| Passage provided |
┌──

Some people in Pennsylvania who have a will might want to think about whether additional documentation could be useful in their estate plan. Wills and other estate planning documents can cause conflict between family members, but often this is because they do not understand the rationale behind the plan. However, there are ways to convey this rationale to loved ones.

The first step is to make a list of all assets, their value and their beneficiaries. No asset is too small or insignificant: In one case, a brother and sister spent over $750,000 in legal fees arguing over a father’s surfboard. Next, a person should write a letter of intent. This explains the reasons behind the decisions made in the estate plan and may head off any claims by family members that the person’s intentions are not reflected in the plan.

Choosing the right people to administer various elements of the estate plan is also important. For example, people often choose a spouse as executor, but this role may be too taxing for some in an emotionally draining time. If there is a trustee, a professional may be a better choice than a family member because of the level of expertise required. A guardian is the person who will care for any minor children. Finally, a person should review the estate plan regularly as family and assets change.

People may want to talk to an attorney about choosing people for other elements of the estate plan. Someone who is appointed to make medical decisions in case a person becomes incapacitated needs to be calm and compassionate under stress. A caregiving or healthcare background may help. On the other hand, the person chosen for financial power of attorney may need to be someone who is detail-oriented and responsible and able to manage potential conflicts between family members.

└──

| Record extracts |
┌──

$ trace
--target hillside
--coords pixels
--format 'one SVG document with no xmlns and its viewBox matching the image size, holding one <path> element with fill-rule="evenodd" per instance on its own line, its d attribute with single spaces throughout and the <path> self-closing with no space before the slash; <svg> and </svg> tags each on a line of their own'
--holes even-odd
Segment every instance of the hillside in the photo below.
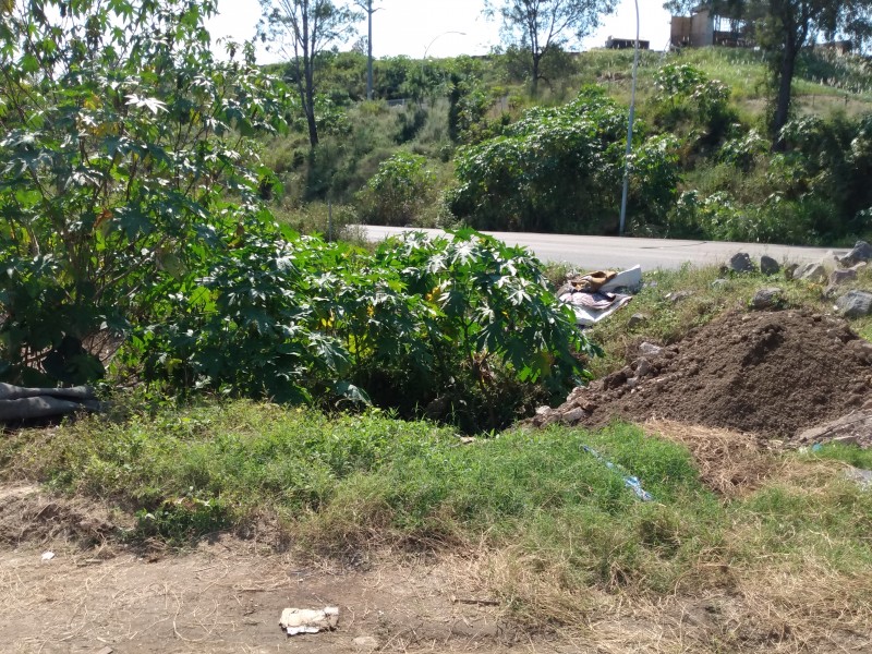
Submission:
<svg viewBox="0 0 872 654">
<path fill-rule="evenodd" d="M 375 92 L 383 99 L 366 102 L 360 100 L 359 84 L 365 58 L 332 56 L 322 71 L 322 145 L 310 152 L 300 125 L 266 148 L 267 164 L 283 184 L 275 208 L 282 220 L 303 231 L 326 232 L 324 205 L 329 201 L 334 225 L 339 227 L 358 221 L 467 223 L 507 230 L 614 233 L 631 63 L 632 52 L 628 51 L 565 56 L 554 63 L 540 96 L 532 98 L 523 70 L 511 53 L 426 62 L 388 59 L 376 62 Z M 863 182 L 872 149 L 865 136 L 872 110 L 869 62 L 826 51 L 803 53 L 786 153 L 770 149 L 766 80 L 765 61 L 753 50 L 642 53 L 637 146 L 649 143 L 663 154 L 645 165 L 654 174 L 654 187 L 631 185 L 631 233 L 847 244 L 869 232 L 867 209 L 872 197 Z M 531 120 L 536 119 L 530 117 L 544 109 L 560 111 L 568 104 L 578 104 L 580 90 L 592 86 L 614 100 L 608 120 L 615 128 L 609 135 L 596 137 L 605 148 L 603 156 L 610 157 L 606 170 L 598 165 L 585 168 L 574 159 L 560 162 L 560 155 L 554 152 L 540 153 L 536 160 L 549 170 L 560 170 L 556 179 L 566 180 L 570 187 L 589 187 L 589 196 L 601 197 L 602 206 L 595 213 L 570 211 L 547 218 L 554 209 L 537 197 L 566 193 L 547 184 L 524 187 L 518 183 L 517 196 L 494 196 L 489 202 L 502 207 L 502 217 L 485 217 L 475 208 L 458 205 L 453 191 L 471 182 L 473 170 L 475 174 L 481 170 L 479 164 L 473 168 L 462 164 L 464 153 L 481 161 L 491 144 L 506 136 L 529 149 L 521 132 L 529 134 L 538 128 L 518 125 L 532 125 Z M 850 152 L 851 143 L 859 143 L 861 150 Z M 572 147 L 578 152 L 588 145 L 577 141 Z M 378 175 L 380 166 L 400 152 L 412 158 L 404 165 L 389 164 L 389 170 Z M 569 155 L 571 159 L 573 155 Z M 531 165 L 518 161 L 522 168 Z M 589 183 L 595 172 L 602 173 L 600 179 Z M 538 173 L 525 168 L 524 178 L 531 174 Z M 512 208 L 525 202 L 532 206 Z M 565 202 L 588 204 L 569 197 Z M 656 211 L 650 210 L 652 205 Z M 524 211 L 546 219 L 541 225 L 538 220 L 530 223 Z"/>
</svg>

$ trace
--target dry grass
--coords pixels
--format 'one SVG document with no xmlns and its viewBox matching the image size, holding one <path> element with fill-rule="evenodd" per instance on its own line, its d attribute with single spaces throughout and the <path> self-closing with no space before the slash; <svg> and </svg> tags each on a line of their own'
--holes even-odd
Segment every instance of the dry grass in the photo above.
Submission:
<svg viewBox="0 0 872 654">
<path fill-rule="evenodd" d="M 650 420 L 645 431 L 687 447 L 700 469 L 700 479 L 724 497 L 739 497 L 759 488 L 784 463 L 776 456 L 775 441 L 754 434 L 686 425 L 667 420 Z"/>
</svg>

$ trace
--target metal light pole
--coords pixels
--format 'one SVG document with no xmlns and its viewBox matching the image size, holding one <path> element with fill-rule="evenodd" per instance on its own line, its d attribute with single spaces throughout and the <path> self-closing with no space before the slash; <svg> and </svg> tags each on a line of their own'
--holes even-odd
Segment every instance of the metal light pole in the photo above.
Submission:
<svg viewBox="0 0 872 654">
<path fill-rule="evenodd" d="M 623 155 L 623 192 L 620 196 L 620 228 L 623 235 L 627 221 L 627 194 L 630 191 L 630 150 L 633 144 L 633 118 L 635 117 L 635 71 L 639 68 L 639 0 L 635 2 L 635 47 L 633 48 L 633 82 L 630 88 L 630 119 L 627 121 L 627 153 Z"/>
<path fill-rule="evenodd" d="M 366 14 L 370 23 L 370 32 L 366 36 L 366 99 L 373 99 L 373 0 L 366 0 Z"/>
<path fill-rule="evenodd" d="M 441 34 L 437 34 L 436 36 L 434 36 L 434 37 L 433 37 L 433 40 L 432 40 L 432 41 L 429 41 L 429 43 L 427 44 L 427 47 L 426 47 L 426 48 L 424 48 L 424 58 L 421 60 L 421 70 L 422 70 L 422 71 L 424 70 L 424 62 L 425 62 L 425 61 L 426 61 L 426 59 L 427 59 L 427 51 L 429 50 L 429 47 L 431 47 L 433 44 L 435 44 L 435 43 L 436 43 L 436 39 L 437 39 L 437 38 L 439 38 L 439 37 L 441 37 L 441 36 L 445 36 L 446 34 L 459 34 L 460 36 L 467 36 L 467 33 L 465 33 L 465 32 L 457 32 L 456 29 L 449 29 L 448 32 L 443 32 Z"/>
</svg>

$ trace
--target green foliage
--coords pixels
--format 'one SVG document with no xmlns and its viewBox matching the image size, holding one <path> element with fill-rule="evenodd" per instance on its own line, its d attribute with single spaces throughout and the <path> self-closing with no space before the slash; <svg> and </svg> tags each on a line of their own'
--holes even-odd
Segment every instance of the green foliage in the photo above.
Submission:
<svg viewBox="0 0 872 654">
<path fill-rule="evenodd" d="M 354 405 L 371 399 L 468 431 L 530 410 L 502 385 L 566 393 L 591 353 L 526 251 L 471 231 L 375 253 L 255 228 L 215 253 L 137 332 L 129 356 L 180 391 Z M 450 410 L 450 405 L 456 405 Z"/>
<path fill-rule="evenodd" d="M 270 177 L 252 136 L 283 96 L 251 49 L 215 60 L 215 3 L 134 4 L 48 0 L 0 25 L 3 379 L 99 376 L 83 343 L 148 315 Z"/>
<path fill-rule="evenodd" d="M 676 142 L 635 131 L 630 216 L 659 222 L 674 202 Z M 606 233 L 617 226 L 626 112 L 597 88 L 528 111 L 504 135 L 462 148 L 451 211 L 477 229 Z"/>
<path fill-rule="evenodd" d="M 358 195 L 361 218 L 371 225 L 413 225 L 434 199 L 435 179 L 426 166 L 424 157 L 402 150 L 382 162 Z"/>
</svg>

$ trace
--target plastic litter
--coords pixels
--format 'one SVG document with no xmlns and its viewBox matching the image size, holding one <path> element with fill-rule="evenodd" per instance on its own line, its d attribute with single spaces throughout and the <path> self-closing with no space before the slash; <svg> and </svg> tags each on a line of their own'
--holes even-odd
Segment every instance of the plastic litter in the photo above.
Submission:
<svg viewBox="0 0 872 654">
<path fill-rule="evenodd" d="M 279 626 L 288 635 L 298 633 L 317 633 L 330 631 L 339 623 L 339 607 L 324 608 L 286 608 L 281 611 Z"/>
<path fill-rule="evenodd" d="M 621 468 L 617 463 L 613 463 L 592 447 L 582 445 L 581 449 L 583 449 L 589 455 L 593 455 L 594 458 L 596 458 L 598 461 L 602 461 L 602 463 L 609 470 L 614 470 L 615 472 L 620 474 L 620 476 L 623 479 L 623 485 L 630 488 L 639 499 L 641 499 L 642 501 L 651 501 L 654 499 L 654 496 L 651 495 L 651 493 L 642 488 L 642 483 L 639 481 L 639 477 L 629 474 L 626 470 L 623 470 L 623 468 Z"/>
</svg>

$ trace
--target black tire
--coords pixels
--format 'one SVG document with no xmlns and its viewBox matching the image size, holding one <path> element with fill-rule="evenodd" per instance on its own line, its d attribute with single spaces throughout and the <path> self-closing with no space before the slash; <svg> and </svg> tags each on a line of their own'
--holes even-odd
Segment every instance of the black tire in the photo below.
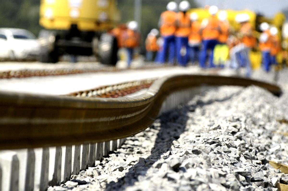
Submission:
<svg viewBox="0 0 288 191">
<path fill-rule="evenodd" d="M 53 51 L 49 52 L 46 49 L 41 50 L 38 60 L 44 63 L 56 63 L 59 61 L 59 56 L 57 52 Z"/>
<path fill-rule="evenodd" d="M 39 33 L 39 39 L 45 42 L 42 45 L 38 60 L 45 63 L 56 63 L 59 60 L 59 55 L 55 45 L 55 40 L 51 42 L 49 39 L 56 39 L 56 34 L 53 31 L 41 30 Z"/>
<path fill-rule="evenodd" d="M 118 47 L 116 38 L 107 33 L 102 34 L 100 37 L 97 56 L 102 64 L 115 66 L 117 61 Z"/>
</svg>

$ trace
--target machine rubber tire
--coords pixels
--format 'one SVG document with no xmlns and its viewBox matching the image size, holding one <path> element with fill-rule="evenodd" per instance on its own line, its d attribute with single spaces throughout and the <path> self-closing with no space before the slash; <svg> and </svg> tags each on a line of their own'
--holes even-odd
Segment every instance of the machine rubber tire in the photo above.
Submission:
<svg viewBox="0 0 288 191">
<path fill-rule="evenodd" d="M 41 50 L 38 60 L 45 63 L 56 63 L 59 60 L 59 56 L 56 51 L 49 52 L 48 50 Z"/>
<path fill-rule="evenodd" d="M 116 65 L 118 47 L 115 37 L 107 33 L 102 34 L 100 37 L 97 49 L 97 56 L 102 63 Z"/>
</svg>

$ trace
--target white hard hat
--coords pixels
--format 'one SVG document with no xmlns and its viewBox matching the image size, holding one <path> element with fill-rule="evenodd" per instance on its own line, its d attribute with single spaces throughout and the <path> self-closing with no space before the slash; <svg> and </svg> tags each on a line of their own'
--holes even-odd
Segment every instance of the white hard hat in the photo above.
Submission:
<svg viewBox="0 0 288 191">
<path fill-rule="evenodd" d="M 127 27 L 130 30 L 136 30 L 138 28 L 138 23 L 135 21 L 130 21 L 128 24 Z"/>
<path fill-rule="evenodd" d="M 209 8 L 209 13 L 212 15 L 215 15 L 218 12 L 218 7 L 217 6 L 213 5 Z"/>
<path fill-rule="evenodd" d="M 218 14 L 218 18 L 221 21 L 226 20 L 227 19 L 227 12 L 225 11 L 221 11 Z"/>
<path fill-rule="evenodd" d="M 177 11 L 177 4 L 175 1 L 170 1 L 168 3 L 166 8 L 169 11 L 176 12 Z"/>
<path fill-rule="evenodd" d="M 262 22 L 260 25 L 260 30 L 261 31 L 264 31 L 268 29 L 269 29 L 269 24 L 266 22 Z"/>
<path fill-rule="evenodd" d="M 250 20 L 250 16 L 247 13 L 238 14 L 236 15 L 235 20 L 238 22 L 241 23 L 248 22 Z"/>
<path fill-rule="evenodd" d="M 288 38 L 288 23 L 286 22 L 283 25 L 282 33 L 284 38 Z"/>
<path fill-rule="evenodd" d="M 198 15 L 196 13 L 192 13 L 190 15 L 190 19 L 192 21 L 195 21 L 198 20 Z"/>
<path fill-rule="evenodd" d="M 270 33 L 273 36 L 275 36 L 278 34 L 278 29 L 275 26 L 271 27 L 270 28 Z"/>
<path fill-rule="evenodd" d="M 243 13 L 242 16 L 242 22 L 248 22 L 250 20 L 250 16 L 247 13 Z"/>
<path fill-rule="evenodd" d="M 158 36 L 159 35 L 159 31 L 156 28 L 153 28 L 151 30 L 150 33 L 151 33 L 152 35 L 153 35 L 155 36 Z"/>
<path fill-rule="evenodd" d="M 259 37 L 259 41 L 261 43 L 264 43 L 267 42 L 269 37 L 266 33 L 262 33 Z"/>
<path fill-rule="evenodd" d="M 190 8 L 190 3 L 188 1 L 183 1 L 179 4 L 179 10 L 180 11 L 186 12 Z"/>
</svg>

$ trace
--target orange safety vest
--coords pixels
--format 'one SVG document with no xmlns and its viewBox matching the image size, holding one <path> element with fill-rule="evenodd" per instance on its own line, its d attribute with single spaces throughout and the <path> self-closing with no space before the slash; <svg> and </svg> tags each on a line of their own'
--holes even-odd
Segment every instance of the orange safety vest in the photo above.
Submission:
<svg viewBox="0 0 288 191">
<path fill-rule="evenodd" d="M 190 34 L 191 22 L 189 14 L 180 12 L 177 15 L 177 29 L 175 36 L 178 37 L 188 37 Z"/>
<path fill-rule="evenodd" d="M 269 30 L 263 32 L 262 34 L 266 33 L 268 35 L 268 39 L 264 43 L 259 42 L 259 46 L 262 51 L 271 51 L 272 47 L 272 36 Z"/>
<path fill-rule="evenodd" d="M 255 47 L 257 43 L 256 38 L 251 36 L 254 30 L 254 27 L 249 22 L 243 25 L 240 29 L 240 32 L 244 35 L 241 41 L 246 46 L 250 48 Z"/>
<path fill-rule="evenodd" d="M 137 32 L 128 29 L 124 35 L 124 46 L 126 48 L 134 48 L 139 45 L 140 35 Z"/>
<path fill-rule="evenodd" d="M 201 23 L 198 21 L 194 21 L 191 23 L 191 30 L 189 35 L 189 42 L 192 43 L 199 43 L 202 39 L 200 33 Z"/>
<path fill-rule="evenodd" d="M 162 36 L 174 35 L 176 31 L 177 13 L 166 11 L 162 13 L 160 17 L 161 26 L 160 34 Z"/>
<path fill-rule="evenodd" d="M 278 35 L 272 36 L 272 47 L 270 54 L 272 56 L 276 56 L 281 50 L 281 45 L 279 37 Z"/>
<path fill-rule="evenodd" d="M 220 30 L 221 33 L 219 35 L 218 40 L 222 43 L 226 43 L 229 37 L 230 25 L 227 21 L 220 22 Z"/>
<path fill-rule="evenodd" d="M 220 35 L 220 26 L 218 18 L 215 16 L 211 16 L 208 19 L 208 24 L 202 30 L 204 40 L 217 39 Z"/>
<path fill-rule="evenodd" d="M 111 31 L 112 35 L 117 39 L 117 44 L 119 48 L 122 48 L 124 46 L 123 35 L 126 30 L 125 28 L 117 27 L 113 29 Z"/>
<path fill-rule="evenodd" d="M 155 36 L 149 35 L 147 37 L 145 44 L 147 52 L 156 52 L 159 49 L 157 45 L 157 38 Z"/>
</svg>

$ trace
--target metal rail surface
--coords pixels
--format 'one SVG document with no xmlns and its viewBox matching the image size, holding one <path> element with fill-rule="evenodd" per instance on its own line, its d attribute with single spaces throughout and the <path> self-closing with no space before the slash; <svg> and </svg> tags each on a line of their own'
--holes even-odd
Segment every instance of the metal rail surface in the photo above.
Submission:
<svg viewBox="0 0 288 191">
<path fill-rule="evenodd" d="M 255 85 L 280 95 L 278 86 L 217 76 L 170 76 L 156 81 L 147 92 L 117 98 L 0 93 L 0 149 L 45 147 L 127 137 L 144 130 L 157 118 L 169 95 L 203 85 Z"/>
</svg>

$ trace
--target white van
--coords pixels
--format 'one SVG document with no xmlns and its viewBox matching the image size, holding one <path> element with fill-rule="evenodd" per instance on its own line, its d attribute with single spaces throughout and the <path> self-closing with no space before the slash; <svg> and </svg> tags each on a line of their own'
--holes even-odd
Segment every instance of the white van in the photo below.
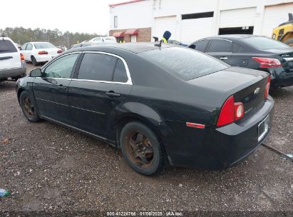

└──

| Exercise requirements |
- A) From the estate planning text, quote the stretch from "Some people in" through "to loved ones.".
- B) Condense the paragraph of the estate planning text that begins "Choosing the right people" into a bulleted list that keeps its main facts.
- C) Answer these questions using the estate planning text:
(i) How much did a brother and sister spend in legal fees, and what were they arguing over?
(ii) What does a letter of intent explain?
(iii) How does someone appointed to make medical decisions need to behave under stress?

| Responses per task |
- A)
Some people in Pennsylvania who have a will might want to think about whether additional documentation could be useful in their estate plan. Wills and other estate planning documents can cause conflict between family members, but often this is because they do not understand the rationale behind the plan. However, there are ways to convey this rationale to loved ones.

- B)
- Picking the right people to administer parts of the estate plan matters.
- A spouse is often chosen as executor, but the role may be too taxing during an emotionally draining time.
- A professional trustee may be better than a family member because of the expertise required.
- A guardian cares for any minor children.
- The estate plan should be reviewed regularly as family and assets change.

- C)
(i) Over $750,000, arguing over a father's surfboard.
(ii) It explains the reasons behind the decisions made in the estate plan.
(iii) They need to be calm and compassionate under stress.